Change "confusion matrix" to "error matrix" in the decision-tree text, and write the part that begins at "As discussed in" and stops after "to be modelled.".

» **Source text**
======
# Decion trees and random forests

## Data

Download the [World Value Survey](http://www.worldvaluessurvey.org/WVSDocumentationWV6.jsp) data and check out the corresponding questionnaire and codebook files to understand the dataset contents.

## Overarching research question

Explain what variables effect happiness (`V10`) using decision-tree learning.

## Method

There are many tools for running decision trees. We apply [SciKit learn](https://scikit-learn.org/stable/modules/tree.html).

In [None]:
## Create new data frame for analysis

import csv
import pandas as pd

selected_keys = ['V4', 'V5', 'V6', 'V7', 'V8', 'V9','V10']

# Read data
data = []
for line in csv.DictReader( open('data/wvs.csv'), delimiter=';' ):
    dd = []
    for key in selected_keys:
        dd.append( line[key] )
    data.append( dd )

# Create data frame
df = pd.DataFrame( data, columns=selected_keys )
df

In [None]:
from sklearn import tree

decision_tree = tree.DecisionTreeClassifier( max_depth = 2) # tree.DecisionTreeRegressor() # for regression model
model = decision_tree.fit( df[selected_keys[:-1]], df['V10'] )

In [None]:
import graphviz
from IPython.display import display
image = tree.export_graphviz( model, class_names = True )
display( graphviz.Source( image ) ) ## or you could write the graphviz format to a file and visualise it using some other format

## Model analysis

As discussed in lecture, there are [many different metrics for evaluating the quality of a model](https://scikit-learn.org/stable/modules/model_evaluation.html#model-evaluation). Beyond single metrics (like accuracy score, F1 score), examining the confusion matrix may be beneficial to assess model performance.

In [None]:
from sklearn import metrics

predicted_values = model.predict( df[selected_keys[:-1]] )
metrics.confusion_matrix( predicted_values, df['V10'] )

## Tasks

* Choose better or more interesting values to be modelled.
* Improve data preprocessing (remove missing values etc.)
* Apply training data - test data split in the data analysis stage. Does that improve the analysis at all?
======
» **Data provided**
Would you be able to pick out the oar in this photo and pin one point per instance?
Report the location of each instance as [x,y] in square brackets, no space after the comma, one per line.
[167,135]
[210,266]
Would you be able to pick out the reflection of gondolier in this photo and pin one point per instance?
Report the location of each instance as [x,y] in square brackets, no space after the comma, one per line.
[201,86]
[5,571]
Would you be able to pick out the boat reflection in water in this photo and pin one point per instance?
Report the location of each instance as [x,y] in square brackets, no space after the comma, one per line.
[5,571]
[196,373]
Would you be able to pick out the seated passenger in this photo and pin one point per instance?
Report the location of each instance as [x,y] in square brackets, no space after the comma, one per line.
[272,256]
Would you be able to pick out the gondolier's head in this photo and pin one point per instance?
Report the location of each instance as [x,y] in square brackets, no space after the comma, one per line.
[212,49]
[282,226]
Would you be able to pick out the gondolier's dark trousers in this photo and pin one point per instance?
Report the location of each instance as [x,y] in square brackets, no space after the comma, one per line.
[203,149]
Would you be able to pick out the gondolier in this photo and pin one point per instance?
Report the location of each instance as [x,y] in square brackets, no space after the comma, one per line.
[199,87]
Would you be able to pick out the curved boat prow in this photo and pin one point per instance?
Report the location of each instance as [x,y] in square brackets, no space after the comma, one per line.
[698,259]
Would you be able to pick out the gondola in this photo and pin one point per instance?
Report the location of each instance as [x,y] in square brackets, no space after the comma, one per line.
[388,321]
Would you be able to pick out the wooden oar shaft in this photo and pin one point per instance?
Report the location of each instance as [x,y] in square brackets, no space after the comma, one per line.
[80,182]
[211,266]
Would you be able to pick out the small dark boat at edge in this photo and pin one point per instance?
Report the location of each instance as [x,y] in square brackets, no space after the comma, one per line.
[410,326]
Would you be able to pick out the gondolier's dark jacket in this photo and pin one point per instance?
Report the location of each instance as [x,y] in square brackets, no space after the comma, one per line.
======
» **Result**
As discussed in lecture, there are [many different metrics for evaluating the quality of a model](https://scikit-learn.org/stable/modules/model_evaluation.html#model-evaluation). Beyond single metrics (like accuracy score, F1 score), examining the error matrix may be beneficial to assess model performance.

In [None]:
from sklearn import metrics

predicted_values = model.predict( df[selected_keys[:-1]] )
metrics.confusion_matrix( predicted_values, df['V10'] )

## Tasks

* Choose better or more interesting values to be modelled.